### What is expected
Go through the data and copy each line where the word "ground" shows up.

### Supplied material
- - - -

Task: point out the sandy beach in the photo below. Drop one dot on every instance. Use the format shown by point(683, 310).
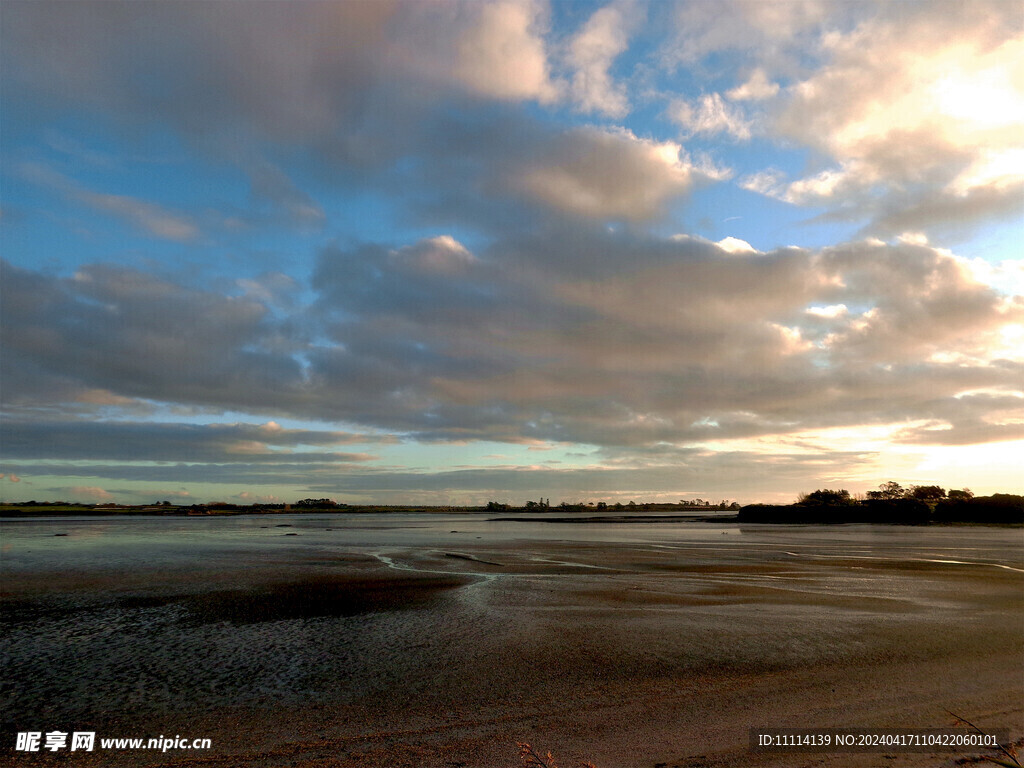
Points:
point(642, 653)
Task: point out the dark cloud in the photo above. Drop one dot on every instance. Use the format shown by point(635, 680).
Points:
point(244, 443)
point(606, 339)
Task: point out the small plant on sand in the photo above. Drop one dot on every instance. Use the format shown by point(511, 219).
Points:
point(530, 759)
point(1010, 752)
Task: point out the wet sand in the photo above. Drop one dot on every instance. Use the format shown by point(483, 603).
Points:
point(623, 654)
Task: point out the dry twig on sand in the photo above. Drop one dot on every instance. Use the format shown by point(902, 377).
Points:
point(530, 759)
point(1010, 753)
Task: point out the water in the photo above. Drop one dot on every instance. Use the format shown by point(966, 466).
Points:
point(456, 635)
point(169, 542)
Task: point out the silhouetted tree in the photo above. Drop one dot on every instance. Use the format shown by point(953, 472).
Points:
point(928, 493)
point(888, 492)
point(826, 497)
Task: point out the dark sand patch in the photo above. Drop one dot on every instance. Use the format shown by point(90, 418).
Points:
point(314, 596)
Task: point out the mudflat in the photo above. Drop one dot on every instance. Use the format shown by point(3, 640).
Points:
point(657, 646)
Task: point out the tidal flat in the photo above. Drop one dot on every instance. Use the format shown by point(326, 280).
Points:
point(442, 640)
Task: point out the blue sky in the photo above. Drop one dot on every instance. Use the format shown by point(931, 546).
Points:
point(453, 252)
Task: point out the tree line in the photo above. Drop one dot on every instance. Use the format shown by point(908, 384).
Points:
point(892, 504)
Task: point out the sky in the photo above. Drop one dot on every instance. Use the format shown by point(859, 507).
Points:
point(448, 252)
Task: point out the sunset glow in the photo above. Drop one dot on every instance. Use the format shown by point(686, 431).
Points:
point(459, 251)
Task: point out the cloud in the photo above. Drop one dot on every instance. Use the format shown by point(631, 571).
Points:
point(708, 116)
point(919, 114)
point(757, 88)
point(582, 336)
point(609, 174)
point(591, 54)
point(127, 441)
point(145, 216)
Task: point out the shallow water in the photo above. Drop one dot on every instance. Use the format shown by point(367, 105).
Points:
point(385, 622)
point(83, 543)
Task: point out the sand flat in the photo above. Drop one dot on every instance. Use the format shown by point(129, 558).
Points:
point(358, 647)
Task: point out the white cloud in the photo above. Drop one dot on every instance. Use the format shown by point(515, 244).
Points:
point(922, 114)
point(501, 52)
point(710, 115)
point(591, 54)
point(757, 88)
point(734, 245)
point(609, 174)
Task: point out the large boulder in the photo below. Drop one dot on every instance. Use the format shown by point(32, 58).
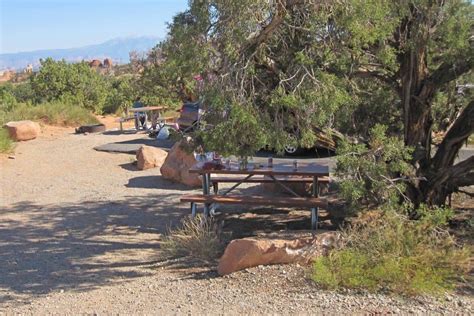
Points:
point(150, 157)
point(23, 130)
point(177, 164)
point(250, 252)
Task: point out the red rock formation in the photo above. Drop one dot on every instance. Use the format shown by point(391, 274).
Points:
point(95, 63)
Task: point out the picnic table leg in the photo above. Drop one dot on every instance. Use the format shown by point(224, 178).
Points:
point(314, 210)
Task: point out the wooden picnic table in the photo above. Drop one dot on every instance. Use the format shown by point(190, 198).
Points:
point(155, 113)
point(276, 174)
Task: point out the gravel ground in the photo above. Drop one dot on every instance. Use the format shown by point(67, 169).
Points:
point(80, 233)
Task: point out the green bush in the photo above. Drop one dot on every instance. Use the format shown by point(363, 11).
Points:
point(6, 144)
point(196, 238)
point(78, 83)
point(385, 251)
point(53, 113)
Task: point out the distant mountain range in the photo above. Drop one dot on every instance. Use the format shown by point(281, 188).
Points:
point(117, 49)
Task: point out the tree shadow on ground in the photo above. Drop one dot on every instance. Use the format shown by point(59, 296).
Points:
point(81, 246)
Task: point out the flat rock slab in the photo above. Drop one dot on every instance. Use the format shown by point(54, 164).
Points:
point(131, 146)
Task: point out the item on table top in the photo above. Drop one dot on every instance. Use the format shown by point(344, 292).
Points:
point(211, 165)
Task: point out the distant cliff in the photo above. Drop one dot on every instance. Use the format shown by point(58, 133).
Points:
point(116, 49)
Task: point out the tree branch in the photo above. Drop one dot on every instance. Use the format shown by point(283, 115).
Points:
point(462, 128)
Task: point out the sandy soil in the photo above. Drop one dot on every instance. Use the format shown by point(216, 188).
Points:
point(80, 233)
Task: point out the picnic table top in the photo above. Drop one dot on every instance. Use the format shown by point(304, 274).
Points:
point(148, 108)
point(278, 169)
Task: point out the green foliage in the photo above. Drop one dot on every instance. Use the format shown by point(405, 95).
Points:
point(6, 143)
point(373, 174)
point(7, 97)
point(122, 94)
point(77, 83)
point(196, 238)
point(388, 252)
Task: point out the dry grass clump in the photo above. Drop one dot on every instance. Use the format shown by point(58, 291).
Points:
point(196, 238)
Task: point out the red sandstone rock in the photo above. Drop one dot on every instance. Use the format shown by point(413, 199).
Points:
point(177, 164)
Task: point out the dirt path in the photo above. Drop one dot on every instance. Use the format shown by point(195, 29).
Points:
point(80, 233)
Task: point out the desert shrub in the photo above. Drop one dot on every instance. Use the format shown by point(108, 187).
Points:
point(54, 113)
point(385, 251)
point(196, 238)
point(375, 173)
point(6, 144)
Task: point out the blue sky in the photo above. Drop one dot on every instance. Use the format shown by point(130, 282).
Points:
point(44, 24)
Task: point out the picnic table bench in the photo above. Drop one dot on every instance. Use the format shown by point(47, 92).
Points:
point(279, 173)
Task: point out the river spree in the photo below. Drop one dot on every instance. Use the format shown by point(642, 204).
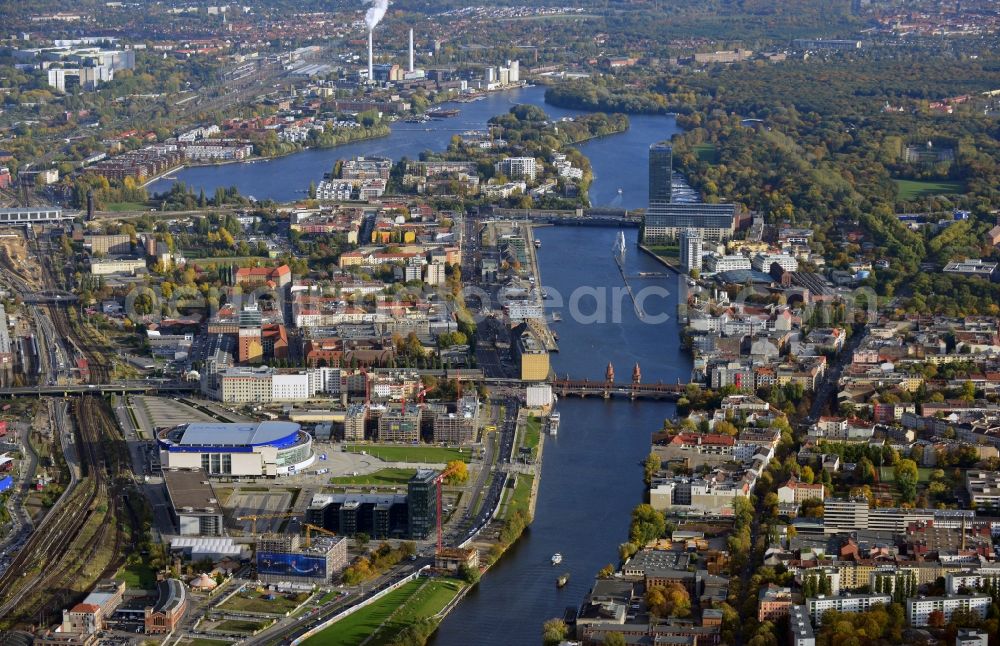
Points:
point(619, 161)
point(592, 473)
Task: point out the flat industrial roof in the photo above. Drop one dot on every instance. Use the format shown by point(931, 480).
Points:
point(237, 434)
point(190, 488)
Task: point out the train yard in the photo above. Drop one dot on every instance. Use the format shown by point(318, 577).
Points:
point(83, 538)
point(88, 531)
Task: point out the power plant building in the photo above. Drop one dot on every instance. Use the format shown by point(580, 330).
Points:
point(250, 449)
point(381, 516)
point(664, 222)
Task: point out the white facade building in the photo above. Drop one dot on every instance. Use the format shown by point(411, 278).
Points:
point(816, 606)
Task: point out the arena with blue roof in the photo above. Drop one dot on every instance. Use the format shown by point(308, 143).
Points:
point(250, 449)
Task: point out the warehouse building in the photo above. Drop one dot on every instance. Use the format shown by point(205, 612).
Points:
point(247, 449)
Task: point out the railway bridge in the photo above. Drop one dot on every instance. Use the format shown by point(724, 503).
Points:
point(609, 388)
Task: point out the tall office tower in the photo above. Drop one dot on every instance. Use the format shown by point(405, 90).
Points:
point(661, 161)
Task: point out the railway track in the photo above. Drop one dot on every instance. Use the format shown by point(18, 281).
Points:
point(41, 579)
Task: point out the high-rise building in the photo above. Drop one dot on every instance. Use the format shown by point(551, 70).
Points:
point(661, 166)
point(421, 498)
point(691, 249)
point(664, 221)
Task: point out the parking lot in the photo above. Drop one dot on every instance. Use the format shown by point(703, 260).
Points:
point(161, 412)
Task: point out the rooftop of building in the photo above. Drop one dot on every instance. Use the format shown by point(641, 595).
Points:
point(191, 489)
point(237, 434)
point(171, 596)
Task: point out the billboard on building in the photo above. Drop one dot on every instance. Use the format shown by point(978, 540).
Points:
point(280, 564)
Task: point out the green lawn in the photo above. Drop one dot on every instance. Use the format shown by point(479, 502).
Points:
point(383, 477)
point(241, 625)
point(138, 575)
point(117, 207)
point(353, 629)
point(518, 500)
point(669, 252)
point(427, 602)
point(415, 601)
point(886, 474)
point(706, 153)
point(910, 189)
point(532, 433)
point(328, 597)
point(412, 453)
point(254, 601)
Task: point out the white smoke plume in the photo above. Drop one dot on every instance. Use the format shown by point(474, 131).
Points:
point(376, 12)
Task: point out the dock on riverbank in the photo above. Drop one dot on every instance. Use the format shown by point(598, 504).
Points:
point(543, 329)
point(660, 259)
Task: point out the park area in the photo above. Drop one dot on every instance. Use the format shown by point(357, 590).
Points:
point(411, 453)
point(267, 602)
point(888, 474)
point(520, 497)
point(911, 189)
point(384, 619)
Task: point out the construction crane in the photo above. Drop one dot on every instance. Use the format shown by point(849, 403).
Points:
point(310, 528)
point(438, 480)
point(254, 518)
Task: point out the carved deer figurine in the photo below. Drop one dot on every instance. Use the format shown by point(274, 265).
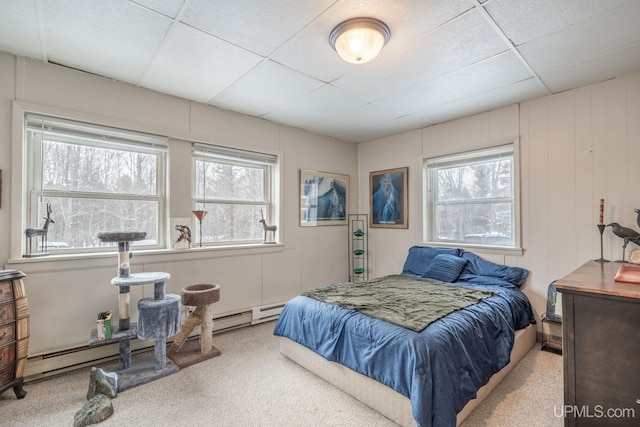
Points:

- - - -

### Expected answer
Task: point out the gravel ground in the photo above. Drop one dot on every instance. Use the format shown by point(67, 169).
Task: point out the tree shadow on ground in the photo above. Drop one dot on every instance. Use the format shown by point(59, 296).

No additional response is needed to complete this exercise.